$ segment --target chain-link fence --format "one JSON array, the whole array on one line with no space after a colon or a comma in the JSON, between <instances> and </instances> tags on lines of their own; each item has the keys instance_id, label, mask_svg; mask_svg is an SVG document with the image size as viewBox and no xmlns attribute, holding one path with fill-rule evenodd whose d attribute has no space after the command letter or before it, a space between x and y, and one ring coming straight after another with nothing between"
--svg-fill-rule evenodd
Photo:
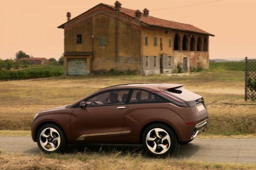
<instances>
[{"instance_id":1,"label":"chain-link fence","mask_svg":"<svg viewBox=\"0 0 256 170\"><path fill-rule=\"evenodd\" d=\"M244 99L256 99L256 59L245 57L245 96Z\"/></svg>"}]
</instances>

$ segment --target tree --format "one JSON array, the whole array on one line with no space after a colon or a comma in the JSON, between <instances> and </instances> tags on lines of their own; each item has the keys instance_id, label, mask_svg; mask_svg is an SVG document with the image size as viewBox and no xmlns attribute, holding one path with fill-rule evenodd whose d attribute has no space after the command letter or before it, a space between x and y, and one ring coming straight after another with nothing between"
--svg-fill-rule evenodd
<instances>
[{"instance_id":1,"label":"tree","mask_svg":"<svg viewBox=\"0 0 256 170\"><path fill-rule=\"evenodd\" d=\"M6 60L6 68L8 70L11 70L12 67L13 61L12 60L7 59Z\"/></svg>"},{"instance_id":2,"label":"tree","mask_svg":"<svg viewBox=\"0 0 256 170\"><path fill-rule=\"evenodd\" d=\"M23 61L23 64L24 65L24 68L26 68L27 67L28 67L28 65L29 64L29 60L24 60Z\"/></svg>"},{"instance_id":3,"label":"tree","mask_svg":"<svg viewBox=\"0 0 256 170\"><path fill-rule=\"evenodd\" d=\"M14 68L15 69L17 70L20 68L20 62L19 60L17 60L14 62Z\"/></svg>"},{"instance_id":4,"label":"tree","mask_svg":"<svg viewBox=\"0 0 256 170\"><path fill-rule=\"evenodd\" d=\"M21 59L25 57L29 57L29 55L26 54L24 52L22 51L19 51L17 52L15 55L16 60Z\"/></svg>"},{"instance_id":5,"label":"tree","mask_svg":"<svg viewBox=\"0 0 256 170\"><path fill-rule=\"evenodd\" d=\"M55 59L54 58L51 58L50 59L49 59L48 60L49 60L49 61L50 61L51 62L57 62L57 61L56 60L56 59Z\"/></svg>"},{"instance_id":6,"label":"tree","mask_svg":"<svg viewBox=\"0 0 256 170\"><path fill-rule=\"evenodd\" d=\"M58 61L59 63L60 63L60 64L61 64L61 65L63 65L64 60L64 56L63 56L63 55L61 56L61 58L60 58Z\"/></svg>"},{"instance_id":7,"label":"tree","mask_svg":"<svg viewBox=\"0 0 256 170\"><path fill-rule=\"evenodd\" d=\"M49 61L51 62L50 64L52 65L58 65L58 63L54 58L51 58L48 60Z\"/></svg>"},{"instance_id":8,"label":"tree","mask_svg":"<svg viewBox=\"0 0 256 170\"><path fill-rule=\"evenodd\" d=\"M0 59L0 70L1 70L2 68L5 68L6 66L6 62Z\"/></svg>"}]
</instances>

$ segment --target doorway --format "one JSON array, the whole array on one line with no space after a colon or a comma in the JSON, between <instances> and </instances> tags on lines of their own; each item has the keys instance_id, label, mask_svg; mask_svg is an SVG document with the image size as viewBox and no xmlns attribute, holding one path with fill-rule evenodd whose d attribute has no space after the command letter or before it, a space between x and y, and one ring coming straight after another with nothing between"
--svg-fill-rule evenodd
<instances>
[{"instance_id":1,"label":"doorway","mask_svg":"<svg viewBox=\"0 0 256 170\"><path fill-rule=\"evenodd\" d=\"M188 58L183 58L183 69L184 72L186 72L188 71Z\"/></svg>"},{"instance_id":2,"label":"doorway","mask_svg":"<svg viewBox=\"0 0 256 170\"><path fill-rule=\"evenodd\" d=\"M160 74L163 74L163 54L160 54Z\"/></svg>"}]
</instances>

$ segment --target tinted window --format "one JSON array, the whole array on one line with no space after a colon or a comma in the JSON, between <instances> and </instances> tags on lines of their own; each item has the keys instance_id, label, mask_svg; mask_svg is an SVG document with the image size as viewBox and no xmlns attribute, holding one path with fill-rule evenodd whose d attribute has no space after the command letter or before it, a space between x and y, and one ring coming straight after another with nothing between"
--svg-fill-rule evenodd
<instances>
[{"instance_id":1,"label":"tinted window","mask_svg":"<svg viewBox=\"0 0 256 170\"><path fill-rule=\"evenodd\" d=\"M130 103L154 102L163 102L161 98L145 91L134 90L133 91Z\"/></svg>"},{"instance_id":2,"label":"tinted window","mask_svg":"<svg viewBox=\"0 0 256 170\"><path fill-rule=\"evenodd\" d=\"M201 96L186 90L183 87L169 89L165 92L185 101L191 101L202 97Z\"/></svg>"},{"instance_id":3,"label":"tinted window","mask_svg":"<svg viewBox=\"0 0 256 170\"><path fill-rule=\"evenodd\" d=\"M128 90L108 91L86 100L85 102L92 106L124 104L126 102L128 94Z\"/></svg>"}]
</instances>

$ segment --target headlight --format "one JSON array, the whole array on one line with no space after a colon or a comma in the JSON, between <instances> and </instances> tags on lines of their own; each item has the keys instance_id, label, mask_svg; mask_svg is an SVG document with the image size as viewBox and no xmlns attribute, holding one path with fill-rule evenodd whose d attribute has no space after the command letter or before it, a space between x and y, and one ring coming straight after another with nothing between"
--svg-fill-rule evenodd
<instances>
[{"instance_id":1,"label":"headlight","mask_svg":"<svg viewBox=\"0 0 256 170\"><path fill-rule=\"evenodd\" d=\"M36 113L36 114L35 115L35 116L34 116L34 118L33 118L33 119L35 119L35 117L36 117L36 116L38 116L38 115L39 115L39 113Z\"/></svg>"}]
</instances>

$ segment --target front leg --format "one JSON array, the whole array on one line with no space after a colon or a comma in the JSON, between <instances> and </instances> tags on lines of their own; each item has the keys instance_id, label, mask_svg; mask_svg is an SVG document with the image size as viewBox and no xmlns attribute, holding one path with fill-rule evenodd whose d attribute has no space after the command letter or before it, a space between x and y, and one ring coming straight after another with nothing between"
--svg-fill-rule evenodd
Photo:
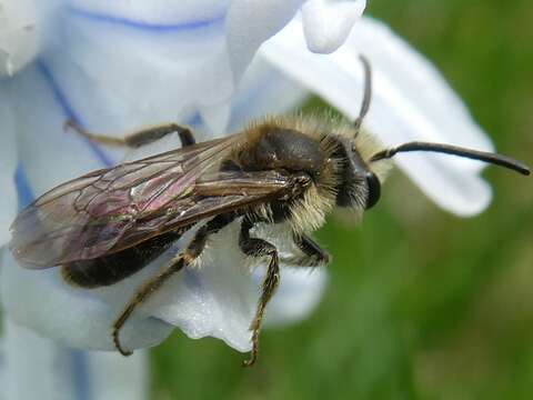
<instances>
[{"instance_id":1,"label":"front leg","mask_svg":"<svg viewBox=\"0 0 533 400\"><path fill-rule=\"evenodd\" d=\"M251 367L258 358L259 348L259 333L261 331L261 324L263 322L264 310L268 302L272 298L280 284L280 262L278 257L278 249L274 244L263 239L250 238L250 230L253 228L253 222L247 217L241 224L241 234L239 238L239 247L247 256L251 257L270 257L269 268L266 269L266 276L261 284L261 297L259 298L258 309L255 310L255 317L250 324L252 331L252 353L249 360L243 361L244 367Z\"/></svg>"},{"instance_id":2,"label":"front leg","mask_svg":"<svg viewBox=\"0 0 533 400\"><path fill-rule=\"evenodd\" d=\"M302 251L301 256L283 258L282 262L290 266L319 267L330 263L330 254L305 233L293 233L294 244Z\"/></svg>"},{"instance_id":3,"label":"front leg","mask_svg":"<svg viewBox=\"0 0 533 400\"><path fill-rule=\"evenodd\" d=\"M177 132L180 136L181 147L187 147L195 143L194 137L189 128L181 127L177 123L167 123L162 126L142 129L140 131L124 136L123 138L115 138L112 136L92 133L80 127L72 120L64 122L64 128L70 128L82 137L105 146L112 147L129 147L140 148L165 137L169 133Z\"/></svg>"}]
</instances>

▸ WORK INSTRUCTIONS:
Restate the full listing verbatim and drop every picture.

▸ PROBLEM SOLUTION:
$ segment --target chain-link fence --format "one JSON array, the whole array on one line with no space after a colon or a comma in the JSON, between <instances> and </instances> tags on lines of their own; each item has the keys instance_id, label, mask_svg; mask_svg is an SVG document with the image size as viewBox and no xmlns attribute, holding one path with fill-rule evenodd whose d attribute has no space after the command letter or before it, a space between x and y, and one ring coming straight after another with nothing between"
--svg-fill-rule evenodd
Photo:
<instances>
[{"instance_id":1,"label":"chain-link fence","mask_svg":"<svg viewBox=\"0 0 256 170\"><path fill-rule=\"evenodd\" d=\"M244 99L256 99L256 59L245 57L245 96Z\"/></svg>"}]
</instances>

$ segment --target tree --format "one JSON array, the whole array on one line with no space after a colon or a comma in the JSON, between <instances> and </instances> tags on lines of their own; each item has the keys instance_id, label, mask_svg; mask_svg is an SVG document with the image size as viewBox and no xmlns attribute, holding one path with fill-rule evenodd whose d attribute has no space after the command letter or before it, a space between x and y, and one ring coming straight after another with nothing between"
--svg-fill-rule evenodd
<instances>
[{"instance_id":1,"label":"tree","mask_svg":"<svg viewBox=\"0 0 256 170\"><path fill-rule=\"evenodd\" d=\"M6 60L6 68L8 70L11 70L12 67L13 61L12 60L7 59Z\"/></svg>"},{"instance_id":2,"label":"tree","mask_svg":"<svg viewBox=\"0 0 256 170\"><path fill-rule=\"evenodd\" d=\"M23 61L23 64L24 65L24 68L26 68L27 67L28 67L28 65L29 64L29 60L24 60Z\"/></svg>"},{"instance_id":3,"label":"tree","mask_svg":"<svg viewBox=\"0 0 256 170\"><path fill-rule=\"evenodd\" d=\"M14 68L15 69L17 70L20 68L20 62L19 60L17 60L14 62Z\"/></svg>"},{"instance_id":4,"label":"tree","mask_svg":"<svg viewBox=\"0 0 256 170\"><path fill-rule=\"evenodd\" d=\"M21 59L25 57L29 57L29 55L26 54L24 52L22 51L19 51L17 52L15 55L16 60Z\"/></svg>"},{"instance_id":5,"label":"tree","mask_svg":"<svg viewBox=\"0 0 256 170\"><path fill-rule=\"evenodd\" d=\"M55 59L54 58L51 58L50 59L49 59L48 60L49 60L49 61L50 61L51 62L57 62L57 61L56 60L56 59Z\"/></svg>"},{"instance_id":6,"label":"tree","mask_svg":"<svg viewBox=\"0 0 256 170\"><path fill-rule=\"evenodd\" d=\"M58 61L59 63L60 63L60 64L61 64L61 65L63 65L64 60L64 56L63 56L63 55L61 56L61 58L60 58Z\"/></svg>"},{"instance_id":7,"label":"tree","mask_svg":"<svg viewBox=\"0 0 256 170\"><path fill-rule=\"evenodd\" d=\"M49 61L51 62L50 64L52 65L58 65L58 63L54 58L51 58L48 60Z\"/></svg>"},{"instance_id":8,"label":"tree","mask_svg":"<svg viewBox=\"0 0 256 170\"><path fill-rule=\"evenodd\" d=\"M0 59L0 70L1 70L2 68L5 68L6 66L6 62Z\"/></svg>"}]
</instances>

$ segment --target doorway --format "one JSON array, the whole array on one line with no space after a colon or a comma in the JSON, between <instances> and </instances> tags on lines of their own; each item has the keys instance_id, label, mask_svg; mask_svg is an SVG document with the image size as viewBox and no xmlns attribute, holding one path with fill-rule evenodd whose d attribute has no space after the command letter or before it, a space between x and y, and one ring coming straight after another with nothing between"
--svg-fill-rule evenodd
<instances>
[{"instance_id":1,"label":"doorway","mask_svg":"<svg viewBox=\"0 0 256 170\"><path fill-rule=\"evenodd\" d=\"M188 58L183 58L183 69L184 72L186 72L188 71Z\"/></svg>"},{"instance_id":2,"label":"doorway","mask_svg":"<svg viewBox=\"0 0 256 170\"><path fill-rule=\"evenodd\" d=\"M160 74L163 74L163 54L160 54Z\"/></svg>"}]
</instances>

$ segment --target tinted window --format "one JSON array, the whole array on one line with no space after a colon or a comma in the JSON, between <instances> and </instances> tags on lines of their own; each item has the keys instance_id, label, mask_svg; mask_svg is an SVG document with the image size as viewBox and no xmlns attribute, holding one path with fill-rule evenodd whose d attribute has no space after the command letter or before it, a space between x and y, and one ring coming straight after another with nothing between"
--svg-fill-rule evenodd
<instances>
[{"instance_id":1,"label":"tinted window","mask_svg":"<svg viewBox=\"0 0 256 170\"><path fill-rule=\"evenodd\" d=\"M130 103L154 102L163 102L161 98L145 91L134 90L133 91Z\"/></svg>"},{"instance_id":2,"label":"tinted window","mask_svg":"<svg viewBox=\"0 0 256 170\"><path fill-rule=\"evenodd\" d=\"M201 96L186 90L183 87L169 89L165 92L185 101L191 101L202 97Z\"/></svg>"},{"instance_id":3,"label":"tinted window","mask_svg":"<svg viewBox=\"0 0 256 170\"><path fill-rule=\"evenodd\" d=\"M128 90L108 91L86 100L85 102L92 106L124 104L126 102L128 94Z\"/></svg>"}]
</instances>

$ segment --target headlight --format "one JSON array, the whole array on one line with no space after a colon or a comma in the JSON, between <instances> and </instances> tags on lines of their own; each item has the keys instance_id, label, mask_svg; mask_svg is an SVG document with the image size as viewBox and no xmlns attribute, holding one path with fill-rule evenodd whose d attribute has no space after the command letter or before it, a space between x and y, and one ring coming straight after another with nothing between"
--svg-fill-rule evenodd
<instances>
[{"instance_id":1,"label":"headlight","mask_svg":"<svg viewBox=\"0 0 256 170\"><path fill-rule=\"evenodd\" d=\"M36 113L36 114L35 115L35 116L34 116L34 118L33 118L33 119L35 119L35 117L36 117L36 116L38 116L38 115L39 115L39 113Z\"/></svg>"}]
</instances>

$ segment --target front leg --format "one JSON array, the whole array on one line with no space after a colon or a comma in the JSON, between <instances> and </instances> tags on lines of their own; each item has the keys instance_id, label, mask_svg; mask_svg is an SVG document with the image size as viewBox and no xmlns attribute, holding one path with fill-rule evenodd whose d attribute has no space after the command letter or before it, a space between x and y, and one ring coming straight after another with nothing between"
--svg-fill-rule evenodd
Photo:
<instances>
[{"instance_id":1,"label":"front leg","mask_svg":"<svg viewBox=\"0 0 533 400\"><path fill-rule=\"evenodd\" d=\"M251 367L258 358L259 348L259 333L261 331L261 324L263 322L264 310L268 302L272 298L280 284L280 262L278 257L278 249L274 244L263 239L250 238L250 230L253 228L253 222L247 217L241 224L241 234L239 238L239 247L247 256L251 257L270 257L269 268L266 269L266 276L261 284L261 297L259 298L258 309L255 310L255 317L250 324L252 331L252 353L249 360L243 361L244 367Z\"/></svg>"},{"instance_id":2,"label":"front leg","mask_svg":"<svg viewBox=\"0 0 533 400\"><path fill-rule=\"evenodd\" d=\"M302 251L301 256L283 258L282 262L290 266L319 267L330 263L330 254L305 233L293 233L294 244Z\"/></svg>"},{"instance_id":3,"label":"front leg","mask_svg":"<svg viewBox=\"0 0 533 400\"><path fill-rule=\"evenodd\" d=\"M177 132L180 136L181 147L187 147L195 143L194 137L189 128L181 127L177 123L167 123L162 126L142 129L140 131L124 136L123 138L115 138L112 136L92 133L80 127L72 120L64 122L64 128L70 128L82 137L105 146L112 147L129 147L140 148L165 137L169 133Z\"/></svg>"}]
</instances>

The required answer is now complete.